● OBJECTIF VISÉ: Recopiez la transcription du débat depuis les mots « M. Matas: J'ai » jusqu'aux mots « vais le rechercher. » inclus, en remplaçant « comptable » par « économiste ».

● EXTRAIT FOURNI:
= = = = = = =
M. Cullen (Etobicoke-Nord): Merci, madame la présidente.
Merci, monsieur Matas. Je suis désolé d'avoir raté votre exposé.
J'ai une question à poser au sujet des chiffres qui ont été lancés. Je suppose que cela provient de l'analyse d'impact de la réglementation. Le nombre de réfugiés considérés comme des réfugiés au sens de la convention, sans pièces d'identité, en vertu de cette disposition, est de 7 000. Êtes-vous d'accord avec ce chiffre?
M. Matas: J'ai vu le même chiffre.
M. Cullen: Vous n'avez pas de...
M. Matas: Comme je suis avocat...
M. Cullen: Je suis comptable.
L'une des questions sur lesquelles j'ai essayé de m'informer est la suivante. Compte tenu de la période d'attente de cinq ans, combien de Somaliens et d'Afghans, par exemple, ont été déclarés comme étant des réfugiés en 1991, 1992 et 1993? Autrement dit, à la fin de la période de cinq ans, combien d'entre eux seraient visés par cette disposition en 1997, 1998 et 1999? Vous n'avez pas de chiffres à ce sujet, n'est-ce pas?
M. Matas: Non, mais je suppose que le ministère en a.
M. Cullen: D'accord, je pose donc la question à la mauvaise...
La présidente: Non, M. Cullen n'était pas là lorsque nous... Nous avons eu ce chiffre.
M. Cullen: D'accord, désolé, nous l'avons déjà. Je vais le rechercher.
J'ai une autre question - plusieurs questions ont peut-être déjà été abordées - qui concerne le nombre d'étudiants qui arrivent à l'âge où ils veulent aller à l'université ou au collège, des Somaliens ou des Afghans qui, si les dispositions actuelles étaient appliquées, seraient considérés comme des étudiants étrangers et auraient des frais de scolarité extrêmement élevés à payer. Avez-vous une idée de ce nombre, par exemple, si votre proposition était adoptée... et je crois que vous parlez de réduire la période d'attente de cinq à deux ans?
M. Matas: À compter du moment où ils revendiquent le statut de réfugié.
M. Cullen: Savez-vous combien de ces étudiants, qui se trouvent dans cette situation difficile, pourraient bénéficier de votre proposition?
M. Matas: Là encore, je pense qu'il y a conflit entre nos professions. Vous me demandez des chiffres, mais j'ai bien peur de ne pas les connaître.
M. Cullen: Madame la présidente, avons-nous déjà ces chiffres?
La présidente: Oui.
M. Cullen: D'accord, je pose encore une fois la question à la mauvaise personne. Dans ce cas, je vais vous poser une question sur laquelle vous êtes peut-être mieux renseigné. C'est un détail qui a été abordé lors des consultations que j'ai eues notamment avec la communauté somalienne, mais cette disposition prévoit, si j'ai bien compris, une clause d'abrogation de deux ans.
= = = = = = =
● DONNÉES FOURNIES:

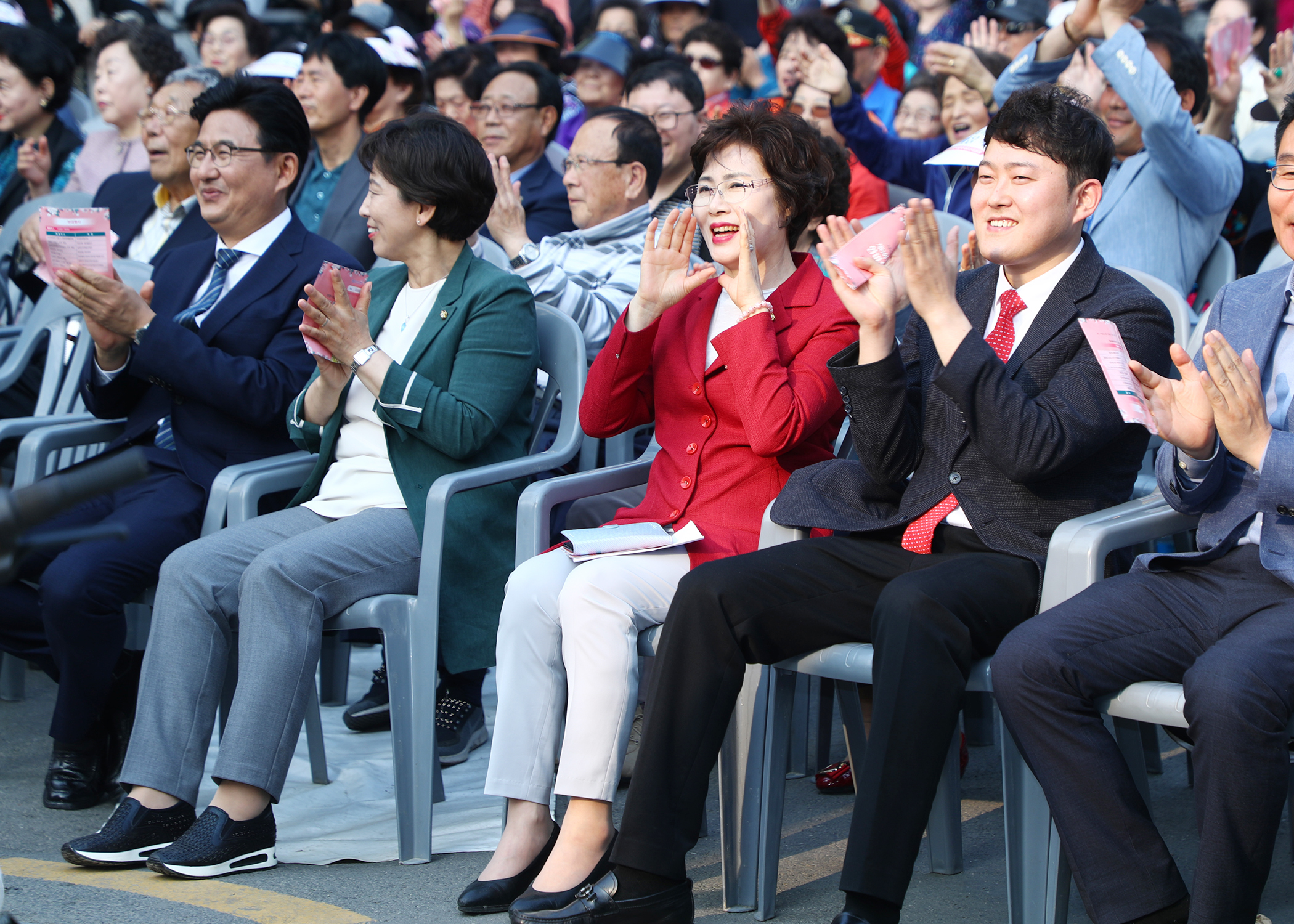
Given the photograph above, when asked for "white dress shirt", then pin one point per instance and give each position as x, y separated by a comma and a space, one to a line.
= = = = = = =
● RÉPONSE ATTENDUE:
M. Matas: J'ai vu le même chiffre.
M. Cullen: Vous n'avez pas de...
M. Matas: Comme je suis avocat...
M. Cullen: Je suis économiste.
L'une des questions sur lesquelles j'ai essayé de m'informer est la suivante. Compte tenu de la période d'attente de cinq ans, combien de Somaliens et d'Afghans, par exemple, ont été déclarés comme étant des réfugiés en 1991, 1992 et 1993? Autrement dit, à la fin de la période de cinq ans, combien d'entre eux seraient visés par cette disposition en 1997, 1998 et 1999? Vous n'avez pas de chiffres à ce sujet, n'est-ce pas?
M. Matas: Non, mais je suppose que le ministère en a.
M. Cullen: D'accord, je pose donc la question à la mauvaise...
La présidente: Non, M. Cullen n'était pas là lorsque nous... Nous avons eu ce chiffre.
M. Cullen: D'accord, désolé, nous l'avons déjà. Je vais le rechercher.